--- Excerpted data ---
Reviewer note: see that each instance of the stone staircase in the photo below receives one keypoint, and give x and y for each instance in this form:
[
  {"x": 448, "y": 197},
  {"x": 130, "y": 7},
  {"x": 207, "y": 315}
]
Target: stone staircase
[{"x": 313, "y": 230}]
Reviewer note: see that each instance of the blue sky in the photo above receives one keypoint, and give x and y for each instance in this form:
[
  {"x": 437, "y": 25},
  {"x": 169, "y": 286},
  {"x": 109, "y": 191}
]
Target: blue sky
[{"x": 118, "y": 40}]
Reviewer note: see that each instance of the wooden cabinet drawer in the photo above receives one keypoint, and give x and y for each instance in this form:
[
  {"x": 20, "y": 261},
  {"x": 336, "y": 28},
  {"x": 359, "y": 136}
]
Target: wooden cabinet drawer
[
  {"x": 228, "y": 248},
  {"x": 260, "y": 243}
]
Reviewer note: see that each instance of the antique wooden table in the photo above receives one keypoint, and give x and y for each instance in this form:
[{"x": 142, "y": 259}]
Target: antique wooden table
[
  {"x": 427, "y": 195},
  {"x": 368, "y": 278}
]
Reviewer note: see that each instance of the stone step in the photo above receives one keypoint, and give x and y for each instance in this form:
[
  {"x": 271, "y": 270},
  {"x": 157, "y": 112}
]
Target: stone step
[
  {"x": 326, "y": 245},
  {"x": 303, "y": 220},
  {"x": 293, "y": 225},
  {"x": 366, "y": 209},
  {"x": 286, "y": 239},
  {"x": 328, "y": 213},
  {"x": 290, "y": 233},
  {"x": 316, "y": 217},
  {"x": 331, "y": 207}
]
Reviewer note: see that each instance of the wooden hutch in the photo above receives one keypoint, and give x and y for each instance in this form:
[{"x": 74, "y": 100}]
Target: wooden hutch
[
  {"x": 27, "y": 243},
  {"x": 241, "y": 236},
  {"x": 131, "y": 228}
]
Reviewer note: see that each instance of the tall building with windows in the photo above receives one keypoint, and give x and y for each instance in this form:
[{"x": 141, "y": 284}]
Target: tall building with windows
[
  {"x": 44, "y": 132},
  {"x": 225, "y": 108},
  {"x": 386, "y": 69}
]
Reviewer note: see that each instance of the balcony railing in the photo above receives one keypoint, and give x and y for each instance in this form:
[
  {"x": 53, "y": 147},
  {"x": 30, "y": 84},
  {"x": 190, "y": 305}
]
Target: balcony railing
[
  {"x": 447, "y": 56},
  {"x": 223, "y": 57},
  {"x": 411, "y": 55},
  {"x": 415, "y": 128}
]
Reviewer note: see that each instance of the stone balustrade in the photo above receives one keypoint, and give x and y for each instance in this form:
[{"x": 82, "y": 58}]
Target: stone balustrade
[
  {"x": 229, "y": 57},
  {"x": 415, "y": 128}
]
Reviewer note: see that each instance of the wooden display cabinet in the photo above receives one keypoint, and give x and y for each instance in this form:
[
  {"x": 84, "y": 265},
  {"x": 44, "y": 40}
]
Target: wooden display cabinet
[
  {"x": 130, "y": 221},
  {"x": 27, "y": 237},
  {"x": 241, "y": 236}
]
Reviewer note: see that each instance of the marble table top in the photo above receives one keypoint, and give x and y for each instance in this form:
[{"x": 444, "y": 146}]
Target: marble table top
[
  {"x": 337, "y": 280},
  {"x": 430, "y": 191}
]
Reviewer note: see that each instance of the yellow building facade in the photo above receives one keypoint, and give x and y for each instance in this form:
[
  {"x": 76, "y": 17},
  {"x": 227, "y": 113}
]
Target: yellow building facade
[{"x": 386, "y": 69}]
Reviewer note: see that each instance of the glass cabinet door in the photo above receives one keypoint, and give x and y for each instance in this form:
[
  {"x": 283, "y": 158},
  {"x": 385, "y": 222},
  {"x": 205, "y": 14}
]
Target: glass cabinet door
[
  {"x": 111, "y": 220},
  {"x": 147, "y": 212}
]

--- Directions for this task ---
Copy everything from the line containing "Reviewer note: see that each instance of the stone balustrade" down to the end of the entries, keeping every line unchanged and including both ends.

--- Response for this exercise ---
Reviewer note: see that each instance of the stone balustrade in the photo above receives one keypoint, and give x and y for each instance in this form:
[{"x": 82, "y": 58}]
Target: stone balustrade
[
  {"x": 229, "y": 57},
  {"x": 415, "y": 128}
]
Reviewer note: see that each instance of the wooden display cabinet in the photo above receives one keypoint, and give x and y for each instance in this form:
[
  {"x": 84, "y": 265},
  {"x": 44, "y": 40}
]
Target: wooden display cabinet
[
  {"x": 130, "y": 221},
  {"x": 27, "y": 237},
  {"x": 241, "y": 236}
]
Reviewer note: see that each instance of the marble table top in the photo above receives one keypoint, and give x and y for each instance in this form:
[{"x": 444, "y": 146}]
Target: marble table top
[
  {"x": 337, "y": 280},
  {"x": 430, "y": 191}
]
Reviewer note: see that each instance of the yellow building facade in the photo above receives one keypoint, and give x and y for each instance in this form:
[
  {"x": 76, "y": 17},
  {"x": 227, "y": 113}
]
Target: yellow building facade
[{"x": 386, "y": 69}]
Reviewer note: see that each instance of the glass cabinet door in the photo above receives one keypoint, and give x and y for each instance in this form:
[
  {"x": 283, "y": 158},
  {"x": 385, "y": 222},
  {"x": 205, "y": 14}
]
Target: glass cabinet door
[
  {"x": 111, "y": 220},
  {"x": 147, "y": 212}
]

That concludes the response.